== Instructions for the task ==
Restate word for word the lines from the one containing "Can you find the console" through the end of the listing below, with both ends included.

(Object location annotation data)

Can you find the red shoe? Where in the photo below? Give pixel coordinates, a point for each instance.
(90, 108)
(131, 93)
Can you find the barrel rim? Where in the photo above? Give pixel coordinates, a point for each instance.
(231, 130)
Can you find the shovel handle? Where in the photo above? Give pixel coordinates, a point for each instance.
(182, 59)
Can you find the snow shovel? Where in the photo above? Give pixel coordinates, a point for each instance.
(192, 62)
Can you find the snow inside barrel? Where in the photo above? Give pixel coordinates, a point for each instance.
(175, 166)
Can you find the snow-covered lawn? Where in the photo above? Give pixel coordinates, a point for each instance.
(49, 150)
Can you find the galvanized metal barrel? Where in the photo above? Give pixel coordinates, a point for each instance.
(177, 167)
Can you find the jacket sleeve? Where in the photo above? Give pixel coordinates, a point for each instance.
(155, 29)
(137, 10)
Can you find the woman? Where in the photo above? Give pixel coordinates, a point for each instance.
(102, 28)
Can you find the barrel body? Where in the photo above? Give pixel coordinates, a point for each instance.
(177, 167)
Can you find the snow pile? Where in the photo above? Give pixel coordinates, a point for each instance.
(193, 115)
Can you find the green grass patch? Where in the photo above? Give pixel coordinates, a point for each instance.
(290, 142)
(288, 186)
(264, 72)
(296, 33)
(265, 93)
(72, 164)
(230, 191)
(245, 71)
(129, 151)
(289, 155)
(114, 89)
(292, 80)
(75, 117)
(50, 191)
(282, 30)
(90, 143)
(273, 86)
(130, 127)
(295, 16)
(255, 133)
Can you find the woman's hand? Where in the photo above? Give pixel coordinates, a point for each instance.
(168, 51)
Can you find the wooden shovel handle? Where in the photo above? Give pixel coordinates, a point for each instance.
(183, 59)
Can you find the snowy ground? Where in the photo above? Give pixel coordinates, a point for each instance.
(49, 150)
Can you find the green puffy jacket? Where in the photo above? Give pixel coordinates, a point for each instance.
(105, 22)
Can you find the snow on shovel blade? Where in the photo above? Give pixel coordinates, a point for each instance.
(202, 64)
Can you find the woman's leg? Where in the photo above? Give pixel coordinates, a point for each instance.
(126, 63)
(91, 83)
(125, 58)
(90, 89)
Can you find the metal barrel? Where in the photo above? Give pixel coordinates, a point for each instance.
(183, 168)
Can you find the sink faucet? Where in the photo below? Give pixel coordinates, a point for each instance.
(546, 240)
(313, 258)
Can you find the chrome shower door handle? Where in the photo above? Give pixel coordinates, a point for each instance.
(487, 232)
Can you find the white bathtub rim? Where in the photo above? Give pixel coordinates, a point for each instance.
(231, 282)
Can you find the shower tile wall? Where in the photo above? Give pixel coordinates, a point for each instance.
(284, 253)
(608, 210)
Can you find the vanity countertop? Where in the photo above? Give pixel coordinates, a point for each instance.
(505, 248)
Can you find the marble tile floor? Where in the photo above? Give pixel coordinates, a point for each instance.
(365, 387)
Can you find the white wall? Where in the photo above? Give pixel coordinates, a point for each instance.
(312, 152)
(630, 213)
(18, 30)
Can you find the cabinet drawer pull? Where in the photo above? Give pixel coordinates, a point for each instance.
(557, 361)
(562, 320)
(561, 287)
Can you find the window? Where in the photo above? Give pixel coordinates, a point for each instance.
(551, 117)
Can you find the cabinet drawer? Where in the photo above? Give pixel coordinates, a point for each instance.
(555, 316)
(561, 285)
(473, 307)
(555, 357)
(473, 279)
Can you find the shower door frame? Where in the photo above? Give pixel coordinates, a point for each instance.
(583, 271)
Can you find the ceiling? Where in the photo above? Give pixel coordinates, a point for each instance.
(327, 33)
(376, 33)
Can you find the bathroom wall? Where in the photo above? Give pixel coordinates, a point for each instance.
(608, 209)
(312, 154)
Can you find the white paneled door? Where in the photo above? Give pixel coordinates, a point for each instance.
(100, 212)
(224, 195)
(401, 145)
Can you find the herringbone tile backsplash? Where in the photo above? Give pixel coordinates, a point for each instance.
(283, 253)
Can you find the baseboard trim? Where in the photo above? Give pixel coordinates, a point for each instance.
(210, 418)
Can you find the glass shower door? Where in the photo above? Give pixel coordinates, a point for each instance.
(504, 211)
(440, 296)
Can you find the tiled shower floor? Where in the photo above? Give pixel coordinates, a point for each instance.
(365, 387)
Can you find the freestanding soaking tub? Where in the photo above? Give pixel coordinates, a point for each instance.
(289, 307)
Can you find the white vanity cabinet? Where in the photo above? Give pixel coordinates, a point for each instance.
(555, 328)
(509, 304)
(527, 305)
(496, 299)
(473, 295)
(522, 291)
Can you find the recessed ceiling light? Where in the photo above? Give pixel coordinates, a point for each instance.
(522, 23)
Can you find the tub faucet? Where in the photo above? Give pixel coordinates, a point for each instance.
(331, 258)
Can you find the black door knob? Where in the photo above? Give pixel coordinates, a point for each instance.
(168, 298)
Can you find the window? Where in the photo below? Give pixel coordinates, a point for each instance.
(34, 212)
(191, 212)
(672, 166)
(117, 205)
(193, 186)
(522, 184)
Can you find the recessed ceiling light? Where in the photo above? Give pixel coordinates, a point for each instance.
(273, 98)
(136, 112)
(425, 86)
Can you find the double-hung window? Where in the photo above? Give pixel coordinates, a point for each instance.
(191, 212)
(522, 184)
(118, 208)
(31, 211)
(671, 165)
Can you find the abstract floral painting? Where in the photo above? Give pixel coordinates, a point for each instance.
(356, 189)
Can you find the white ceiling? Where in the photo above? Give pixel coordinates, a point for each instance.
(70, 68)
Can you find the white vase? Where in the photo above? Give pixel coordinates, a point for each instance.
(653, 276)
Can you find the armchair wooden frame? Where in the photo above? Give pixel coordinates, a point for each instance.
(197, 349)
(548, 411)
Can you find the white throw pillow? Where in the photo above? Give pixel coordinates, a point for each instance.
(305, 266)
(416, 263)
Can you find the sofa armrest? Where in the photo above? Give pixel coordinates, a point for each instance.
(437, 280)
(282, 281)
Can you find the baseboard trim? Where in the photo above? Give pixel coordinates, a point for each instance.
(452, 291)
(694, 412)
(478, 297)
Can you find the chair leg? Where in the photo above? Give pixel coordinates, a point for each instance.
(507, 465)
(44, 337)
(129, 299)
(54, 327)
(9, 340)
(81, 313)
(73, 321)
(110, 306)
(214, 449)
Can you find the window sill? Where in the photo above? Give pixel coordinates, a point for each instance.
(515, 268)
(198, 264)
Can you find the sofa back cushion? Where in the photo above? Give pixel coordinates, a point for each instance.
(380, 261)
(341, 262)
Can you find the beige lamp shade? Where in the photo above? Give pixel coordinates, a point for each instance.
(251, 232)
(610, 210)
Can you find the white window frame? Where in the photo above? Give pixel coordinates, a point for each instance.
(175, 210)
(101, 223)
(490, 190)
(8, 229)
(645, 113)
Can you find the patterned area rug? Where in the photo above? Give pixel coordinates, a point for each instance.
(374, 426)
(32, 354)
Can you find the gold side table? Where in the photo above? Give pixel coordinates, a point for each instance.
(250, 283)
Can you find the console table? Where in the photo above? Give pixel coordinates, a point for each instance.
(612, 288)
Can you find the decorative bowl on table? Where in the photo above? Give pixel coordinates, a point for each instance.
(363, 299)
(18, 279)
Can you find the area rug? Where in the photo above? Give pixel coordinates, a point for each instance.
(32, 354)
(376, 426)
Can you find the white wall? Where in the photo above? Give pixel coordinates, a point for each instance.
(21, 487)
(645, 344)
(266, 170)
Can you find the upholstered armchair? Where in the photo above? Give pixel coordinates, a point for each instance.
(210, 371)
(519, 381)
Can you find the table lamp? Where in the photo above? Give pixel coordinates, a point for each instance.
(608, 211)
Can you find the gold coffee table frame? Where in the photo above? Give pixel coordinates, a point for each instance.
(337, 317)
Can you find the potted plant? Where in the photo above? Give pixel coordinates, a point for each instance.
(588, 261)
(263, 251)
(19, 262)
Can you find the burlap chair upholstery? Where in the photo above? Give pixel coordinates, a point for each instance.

== Output of the exercise ==
Can you find the console table? Where in the photo above? Give pixel coordinates, a point for each instance.
(612, 288)
Can you find the decorative bowl on table? Where in the photo above? Give pixel coordinates, a point for each instance.
(363, 299)
(18, 279)
Can you find the area rug? Where in the photo above? Give pixel coordinates, a point for each instance.
(32, 354)
(376, 426)
Can you find the white wall? Where in the photo above? Give pixel coordinates, a point for each instance.
(21, 487)
(645, 344)
(266, 170)
Can you find the upholstered armchair? Where in the photo above? Give pixel coordinates, a point for each instance.
(210, 371)
(519, 381)
Can you find the table lamp? Where in the photo above? Give pixel coordinates, a point for each instance.
(608, 211)
Can you find the gold coffee table frame? Where in the photo above? Give pixel coordinates, a point for each instance.
(337, 317)
Can you find the potted plant? Where in the photo above? Give pixel coordinates, a point for each instance.
(588, 261)
(263, 251)
(19, 262)
Can you find the burlap chair upholstery? Where in the photo above? Give pixel coordinates, a point for each instance.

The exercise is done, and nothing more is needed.